→ List of tasks:
- a) In the figure list, what kind of view is FIG. 11D?
- b) In the figure list, take the part that opens with the words containing "FIG. 19 is a" and closes with "in FIG. 13 .", and write it out with "K-K" substituted for "J-J".

→ Text block:
★ ★ ★ ★ ★

FIG. 11A is an oblique external view of cam members of an input device according to an embodiment;

FIG. 11B is a view of a cam member of an input device according to an embodiment, seen in a pivoting direction (X-axis direction) in which an operation knob pivots;

FIG. 11C is a view of a cam member of an input device according to an embodiment, seen in a direction (Y-axis direction) intersecting with a pivoting direction;

FIG. 11D is a top view of a cam member of an input device according to an embodiment;

FIG. 11E is a bottom view of a cam member of an input device according to an embodiment;

FIG. 12A is a view illustrating the procedure of a method for assembling an input device according to an embodiment;

FIG. 12B is a view illustrating the procedure of a method for assembling an input device according to an embodiment;

FIG. 12C is a view illustrating the procedure of a method for assembling an input device according to an embodiment;

FIG. 12D is a view illustrating the procedure of a method for assembling an input device according to an embodiment;

FIG. 12E is a view illustrating the procedure of a method for assembling an input device according to an embodiment;

FIG. 12F is a view illustrating the procedure of a method for assembling an input device according to an embodiment;

FIG. 12G is a view illustrating the procedure of a method for assembling an input device according to an embodiment;

FIG. 13 is a side view of an input device according to an embodiment in a non-operated state;

FIG. 14 is a side view of an input device according to an embodiment in a state in which an operation knob has pivoted to an end of a first angular range;

FIG. 15 is a side view of an input device according to an embodiment in a state in which an operation knob has pivoted to an end of a second angular range;

FIG. 16 is a cross-sectional view illustrating positioning of a lock portion and a swinging fulcrum of an input device according to an embodiment in a non-operated state, taken along a cross-sectioning line G-G indicated in FIG. 13 ;

FIG. 17 is a cross-sectional view illustrating positioning of a lock portion and a swinging fulcrum of an input device according to an embodiment in a state in which an operation knob has pivoted to an end of a first angular range, taken along a cross-sectioning line H-H indicated in FIG. 14 ;

FIG. 18 is a cross-sectional view illustrating positioning of a lock portion and a swinging fulcrum of an input device according to an embodiment in a state in which an operation knob has pivoted to an end of a second angular range, taken along a cross-sectioning line I-I indicated in FIG. 15 ; and

FIG. 19 is a cross-sectional view illustrating a cross-section of an input device according to an embodiment along a cross-sectioning line J-J indicated in FIG. 13 .

★ ★ ★ ★ ★

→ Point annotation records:
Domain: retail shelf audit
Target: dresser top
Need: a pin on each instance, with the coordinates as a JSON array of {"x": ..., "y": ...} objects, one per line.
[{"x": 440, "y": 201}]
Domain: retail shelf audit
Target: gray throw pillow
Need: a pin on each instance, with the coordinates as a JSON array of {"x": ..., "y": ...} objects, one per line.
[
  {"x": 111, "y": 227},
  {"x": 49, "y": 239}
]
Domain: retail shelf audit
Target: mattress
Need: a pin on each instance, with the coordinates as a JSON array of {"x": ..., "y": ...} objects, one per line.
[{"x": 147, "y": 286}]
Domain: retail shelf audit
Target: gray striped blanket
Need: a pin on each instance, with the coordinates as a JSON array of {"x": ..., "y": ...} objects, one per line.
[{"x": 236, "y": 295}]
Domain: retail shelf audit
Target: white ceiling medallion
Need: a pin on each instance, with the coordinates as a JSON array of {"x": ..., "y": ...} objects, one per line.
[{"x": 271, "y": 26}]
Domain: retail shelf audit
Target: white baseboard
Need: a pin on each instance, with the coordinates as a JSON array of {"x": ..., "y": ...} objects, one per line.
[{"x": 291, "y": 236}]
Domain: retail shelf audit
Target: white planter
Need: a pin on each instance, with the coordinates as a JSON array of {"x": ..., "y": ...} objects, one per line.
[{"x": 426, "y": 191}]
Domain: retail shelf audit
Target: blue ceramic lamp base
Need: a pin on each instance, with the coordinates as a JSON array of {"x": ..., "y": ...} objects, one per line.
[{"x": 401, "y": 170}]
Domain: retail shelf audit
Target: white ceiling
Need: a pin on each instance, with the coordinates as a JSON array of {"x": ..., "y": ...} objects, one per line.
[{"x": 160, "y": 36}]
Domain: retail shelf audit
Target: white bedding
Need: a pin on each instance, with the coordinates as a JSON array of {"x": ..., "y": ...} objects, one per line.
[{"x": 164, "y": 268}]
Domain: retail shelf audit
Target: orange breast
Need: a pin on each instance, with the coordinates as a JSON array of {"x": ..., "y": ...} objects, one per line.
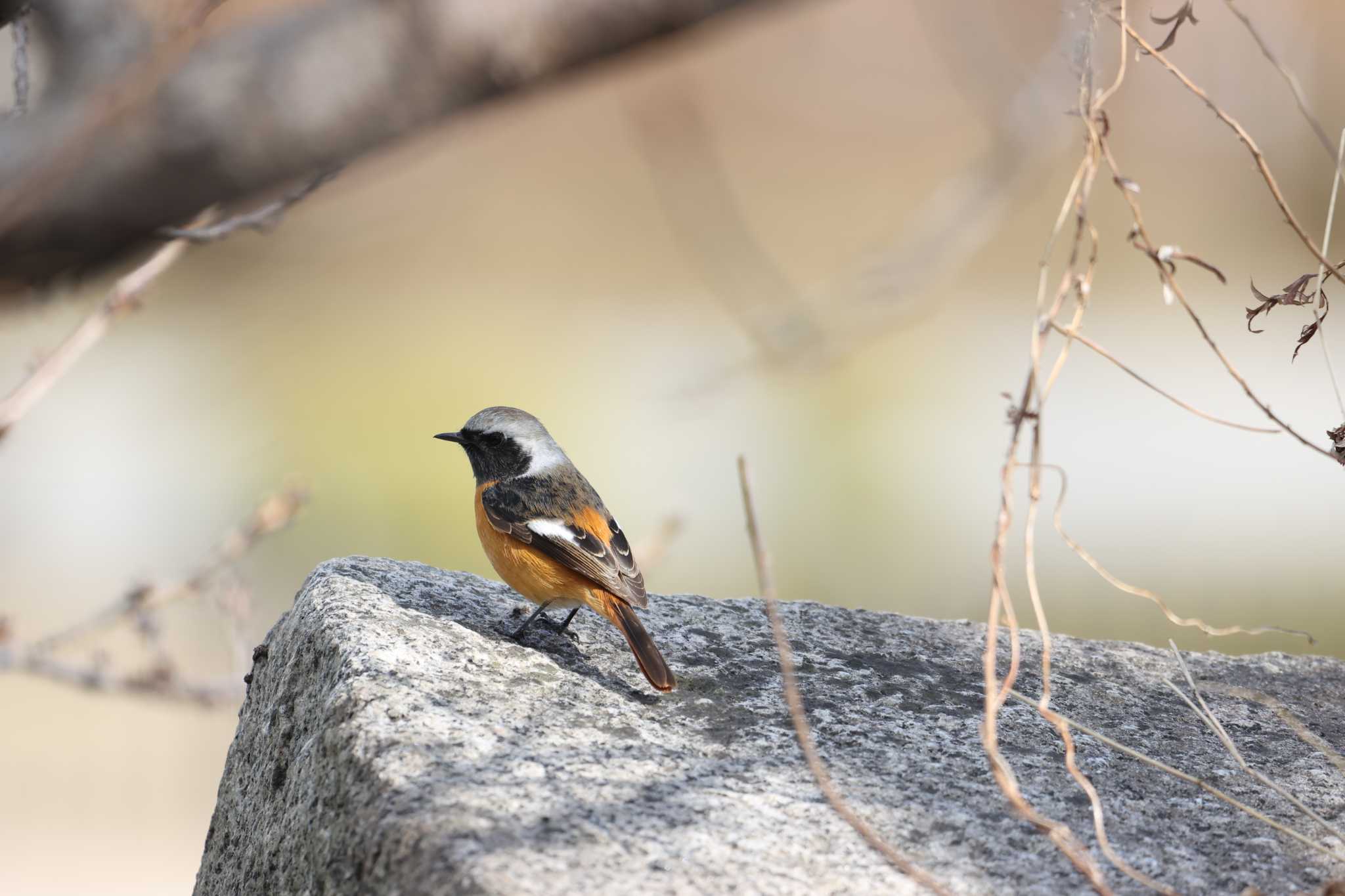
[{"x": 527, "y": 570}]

★ ★ ★ ★ ★

→ Solved problems:
- a) A top view of a cam member of an input device according to an embodiment.

- b)
FIG. 19 is a cross-sectional view illustrating a cross-section of an input device according to an embodiment along a cross-sectioning line K-K indicated in FIG. 13 .